• [What is needed]:
Pull out every line in the rows below that contains the word "shuttered", and copy each one without changes.

Start of Data rows

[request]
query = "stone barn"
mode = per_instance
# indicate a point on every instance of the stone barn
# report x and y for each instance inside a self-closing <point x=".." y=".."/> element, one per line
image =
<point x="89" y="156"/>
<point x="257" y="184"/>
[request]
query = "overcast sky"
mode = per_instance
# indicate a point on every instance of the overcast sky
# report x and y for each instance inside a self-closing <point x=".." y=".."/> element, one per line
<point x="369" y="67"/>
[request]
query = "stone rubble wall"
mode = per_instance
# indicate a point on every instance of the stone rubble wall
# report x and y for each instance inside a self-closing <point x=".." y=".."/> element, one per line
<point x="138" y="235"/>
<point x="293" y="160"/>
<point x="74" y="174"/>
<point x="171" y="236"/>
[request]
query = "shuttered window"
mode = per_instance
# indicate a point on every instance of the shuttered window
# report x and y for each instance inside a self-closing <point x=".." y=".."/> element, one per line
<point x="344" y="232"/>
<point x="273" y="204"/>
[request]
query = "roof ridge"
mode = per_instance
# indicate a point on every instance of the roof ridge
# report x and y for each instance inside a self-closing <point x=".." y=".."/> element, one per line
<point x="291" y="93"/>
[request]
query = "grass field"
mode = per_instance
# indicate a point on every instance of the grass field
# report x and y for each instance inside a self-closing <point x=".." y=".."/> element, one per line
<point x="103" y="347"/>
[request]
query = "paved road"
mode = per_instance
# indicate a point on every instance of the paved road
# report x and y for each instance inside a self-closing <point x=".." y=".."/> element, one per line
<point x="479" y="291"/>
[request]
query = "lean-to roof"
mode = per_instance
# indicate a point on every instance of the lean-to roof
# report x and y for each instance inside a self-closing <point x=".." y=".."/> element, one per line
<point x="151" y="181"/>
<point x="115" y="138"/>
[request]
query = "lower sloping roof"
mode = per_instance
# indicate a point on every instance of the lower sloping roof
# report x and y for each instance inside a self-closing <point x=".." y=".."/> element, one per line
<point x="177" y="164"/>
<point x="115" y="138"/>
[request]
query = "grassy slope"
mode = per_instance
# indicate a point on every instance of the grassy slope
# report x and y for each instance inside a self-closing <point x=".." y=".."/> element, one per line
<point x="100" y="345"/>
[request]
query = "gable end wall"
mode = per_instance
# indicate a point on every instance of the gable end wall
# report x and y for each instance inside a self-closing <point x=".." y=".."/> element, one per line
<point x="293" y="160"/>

End of Data rows

• [Response]:
query = "shuttered window"
# indicate a point on every instance of the shuttered window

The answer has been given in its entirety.